Set down every one of the records below line for line, changing nothing.

---------- GIVEN RECORDS ----------

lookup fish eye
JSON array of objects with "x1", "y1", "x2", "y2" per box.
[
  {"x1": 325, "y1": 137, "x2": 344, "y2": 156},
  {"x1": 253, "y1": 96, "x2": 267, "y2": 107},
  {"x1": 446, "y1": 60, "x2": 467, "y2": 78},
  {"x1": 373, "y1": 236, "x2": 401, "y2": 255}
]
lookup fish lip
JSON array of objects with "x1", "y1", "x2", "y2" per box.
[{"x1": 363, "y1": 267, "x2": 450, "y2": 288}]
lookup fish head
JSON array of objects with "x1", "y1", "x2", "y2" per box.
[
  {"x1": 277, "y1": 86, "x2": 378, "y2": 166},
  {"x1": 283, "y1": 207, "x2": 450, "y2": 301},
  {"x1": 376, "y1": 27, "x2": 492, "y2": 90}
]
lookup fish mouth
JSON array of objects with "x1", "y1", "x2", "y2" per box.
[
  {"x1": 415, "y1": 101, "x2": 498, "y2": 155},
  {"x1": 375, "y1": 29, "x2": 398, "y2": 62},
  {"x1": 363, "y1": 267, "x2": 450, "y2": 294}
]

----------

= REPLY =
lookup fish eye
JSON array of objects with "x1", "y1", "x2", "y2" per box.
[
  {"x1": 325, "y1": 137, "x2": 344, "y2": 156},
  {"x1": 253, "y1": 96, "x2": 267, "y2": 107},
  {"x1": 446, "y1": 60, "x2": 467, "y2": 78},
  {"x1": 373, "y1": 236, "x2": 401, "y2": 255}
]
lookup fish lip
JSON array of objects with "x1", "y1", "x2", "y2" per box.
[{"x1": 363, "y1": 267, "x2": 450, "y2": 288}]
lookup fish head
JSON array of objects with "x1", "y1", "x2", "y2" per box.
[
  {"x1": 277, "y1": 86, "x2": 378, "y2": 166},
  {"x1": 283, "y1": 207, "x2": 450, "y2": 301},
  {"x1": 376, "y1": 27, "x2": 492, "y2": 90}
]
lookup fish mouth
JSON array of objects with "x1", "y1", "x2", "y2" per box.
[
  {"x1": 415, "y1": 101, "x2": 498, "y2": 155},
  {"x1": 375, "y1": 29, "x2": 398, "y2": 62},
  {"x1": 363, "y1": 267, "x2": 450, "y2": 294}
]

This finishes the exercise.